PROMPT »
From the forum thread about introducing new goats to a dog, list every fencing material mooman mentions using for the goats' pen.

SOURCE PASSAGE »
# Need help introducing new goats to dog



## mooman (May 19, 2008)

Well after weeks and weeks of working on the fence and waiting, we finally got to bring our two nigerian dwarfs home. Super cute, although I underestimated how small they would be (they walked right through the cattle panels I was using for a temporary pen). Some extra welded wire fencing and zipties solved the problem......

Anyway. One of our dogs has a very strong chase reflex. Not so much a killer instinct. One day a little pot belied piglette (obviously raised with dogs) wandered onto the property. When the dog charged it, the pig held its ground and the dog just put the breaks on and just sniffed, got bored walked away.

So I think as long as the goats don't run from her, she will lose interest very quickly. How would you guys suggest handling this? Hold a goat and bring them together for a sniff? Wait a few days to see if the dog loses interest whining at them through the fence? 

Anyone else have this problem. Were the dog and goats eventually able to hang out together (I'd like to be able to walk the whole crew in the woods behind the house)


----------



## NataliaTwoDoes (Mar 24, 2011)

I wont let my dog and goats together without supervision. My herd queen charges my dog repeatedly, makes me think she's been attacked before. The dog will nip her if provoked but she's a queensland, that's what they do. Sable, our dog, is good at rounding up all of our other goats though I honestly think it depends on your dogs personality and history on whether it will be a good match. A lot of it is instinct too. Sable has no herding training but she is very good at it when we allow it and I attribute it to her breed. If we do not ask her to help she ignores the goats.

We will never trust her with the babies. When she was a suburban dog she had lots of squeaky toys and the high pitched noises of all baby animals seems to be more stimulation than she can bear now. She acts towards them like she does towards raccoons, growling and whining until the high pitched noises become lower as they grow older. I personally think it was the squeaky toys.

DATASET RECORDS »

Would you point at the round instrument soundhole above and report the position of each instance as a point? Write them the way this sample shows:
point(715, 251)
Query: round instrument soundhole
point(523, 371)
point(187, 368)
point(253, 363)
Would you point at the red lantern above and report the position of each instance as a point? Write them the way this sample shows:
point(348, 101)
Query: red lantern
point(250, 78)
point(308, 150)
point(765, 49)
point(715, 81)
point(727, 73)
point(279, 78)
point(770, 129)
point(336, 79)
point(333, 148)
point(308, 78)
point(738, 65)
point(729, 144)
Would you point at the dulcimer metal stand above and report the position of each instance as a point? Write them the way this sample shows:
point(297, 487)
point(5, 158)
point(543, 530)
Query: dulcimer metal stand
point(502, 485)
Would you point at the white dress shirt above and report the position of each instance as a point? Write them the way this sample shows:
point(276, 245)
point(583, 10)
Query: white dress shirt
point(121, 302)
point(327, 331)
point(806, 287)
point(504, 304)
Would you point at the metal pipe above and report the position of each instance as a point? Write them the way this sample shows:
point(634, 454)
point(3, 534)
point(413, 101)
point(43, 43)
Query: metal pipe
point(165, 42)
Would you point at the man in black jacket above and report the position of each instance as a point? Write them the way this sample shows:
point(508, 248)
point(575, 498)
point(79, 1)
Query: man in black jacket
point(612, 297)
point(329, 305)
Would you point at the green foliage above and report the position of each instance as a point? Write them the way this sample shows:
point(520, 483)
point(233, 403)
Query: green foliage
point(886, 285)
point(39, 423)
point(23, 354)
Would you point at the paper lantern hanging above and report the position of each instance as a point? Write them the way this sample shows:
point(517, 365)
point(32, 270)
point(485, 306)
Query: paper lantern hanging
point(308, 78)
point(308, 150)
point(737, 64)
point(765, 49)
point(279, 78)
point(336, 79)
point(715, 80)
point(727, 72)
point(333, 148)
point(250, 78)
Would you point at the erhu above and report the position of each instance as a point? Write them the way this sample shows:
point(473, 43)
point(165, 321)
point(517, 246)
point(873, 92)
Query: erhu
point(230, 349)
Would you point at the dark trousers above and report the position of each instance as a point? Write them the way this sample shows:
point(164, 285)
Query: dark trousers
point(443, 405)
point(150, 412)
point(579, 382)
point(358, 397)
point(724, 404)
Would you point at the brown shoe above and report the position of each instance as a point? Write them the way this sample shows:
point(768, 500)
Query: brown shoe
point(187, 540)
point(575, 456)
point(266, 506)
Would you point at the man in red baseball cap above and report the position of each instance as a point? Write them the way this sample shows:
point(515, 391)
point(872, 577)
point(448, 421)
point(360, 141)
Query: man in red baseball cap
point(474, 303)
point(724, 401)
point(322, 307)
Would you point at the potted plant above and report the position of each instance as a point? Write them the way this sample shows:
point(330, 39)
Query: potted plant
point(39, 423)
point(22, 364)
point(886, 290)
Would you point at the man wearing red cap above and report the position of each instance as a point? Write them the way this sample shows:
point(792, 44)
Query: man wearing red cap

RESULT »
- Cattle panels
- Welded wire fencing
- Zipties